Text block
- Born: 1983 Huddersfield, England
- Education: Bradford College
- Occupation: Social documentary photographer
- Website: www.christophernunn.co.uk

= Christopher Nunn =

British photographer

Christopher Nunn (born 1983) is a British social documentary and portrait photographer. He had a solo exhibition of his work about the Donbas, Ukraine, at Impressions Gallery in Bradford.

==Life and work==
Nunn was born in Huddersfield. He earned a BA in photography at Bradford College.

He makes social documentary and portrait photography. He has spent over a decade making work in Ukraine, predominantly in the Donbas region (he suffered a serious eye injury there after being caught up in a mortar attack). He has also made a long term photographic study of his friend the artist David Blackburn, and made work about a woman called Edith.

Records
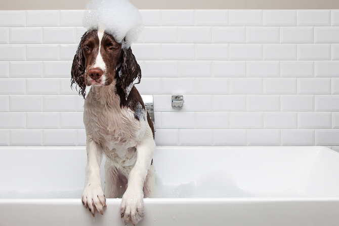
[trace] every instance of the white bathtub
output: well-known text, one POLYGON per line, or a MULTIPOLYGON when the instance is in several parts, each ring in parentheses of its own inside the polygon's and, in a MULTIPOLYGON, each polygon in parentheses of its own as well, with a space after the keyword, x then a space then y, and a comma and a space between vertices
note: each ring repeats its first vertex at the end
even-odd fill
MULTIPOLYGON (((224 198, 145 199, 139 226, 339 225, 329 149, 158 147, 154 162, 161 195, 224 198)), ((123 225, 121 199, 95 218, 82 206, 86 164, 84 147, 0 147, 0 225, 123 225)))

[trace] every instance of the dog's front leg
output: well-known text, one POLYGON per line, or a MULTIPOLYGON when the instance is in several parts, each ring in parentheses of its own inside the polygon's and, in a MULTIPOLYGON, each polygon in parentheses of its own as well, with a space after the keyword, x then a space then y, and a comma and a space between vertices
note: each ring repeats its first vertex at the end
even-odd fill
POLYGON ((125 224, 131 222, 135 225, 142 219, 145 213, 143 188, 155 150, 150 128, 136 148, 137 161, 130 173, 127 189, 122 196, 120 208, 125 224))
POLYGON ((106 198, 101 186, 100 164, 103 150, 101 146, 93 141, 88 141, 87 151, 87 182, 82 192, 82 203, 88 206, 94 216, 95 210, 103 214, 103 207, 106 205, 106 198))

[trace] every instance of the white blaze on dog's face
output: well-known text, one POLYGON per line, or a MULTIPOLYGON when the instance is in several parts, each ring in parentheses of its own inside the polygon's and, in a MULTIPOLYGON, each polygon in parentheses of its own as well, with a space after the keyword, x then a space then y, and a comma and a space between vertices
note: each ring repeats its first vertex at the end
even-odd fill
POLYGON ((109 85, 113 82, 121 53, 121 45, 100 28, 86 33, 81 44, 85 58, 87 86, 109 85))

Short problem 1
Pick out each line of the listing that contains the string "white", matching case exactly.
Short problem 2
Continue the text about Christopher Nunn from the point where it stops.

Expected output 1
[trace] every instance of the white bathtub
[trace] every instance of the white blaze on dog's face

Expected output 2
Together with Kateryna Radchenko and Donald Weber, Nunn has created a series of newspaper-format publications called The Information Front that collates images by Ukrainian photographers and photojournalists of the war in Ukraine.

==Publications==
===Booklets, zines and newspapers by Nunn===
- Kalush. 2013.
- Ukrainian Street Dogs. Leeds: Village, 2014. Zine. Edition of 120 copies.
- Holy Water. Leeds: Village, 2015. Edition of 500 copies.
- Borderland: Stories from Donbas. Essarter, 2019. English, French and Russian text. Newspaper format. Edition of 1000 copies.

===The Information Front===
- The Information Front #1: Ukrainian Photographers Witness War in Ukraine. 2022. Newspaper format. Edition of 1500 copies.
- The Information Front #2: Ukraine: The Path to Freedom: a struggle for nationhood through fifty years of photographic history. 2023. Newspaper format.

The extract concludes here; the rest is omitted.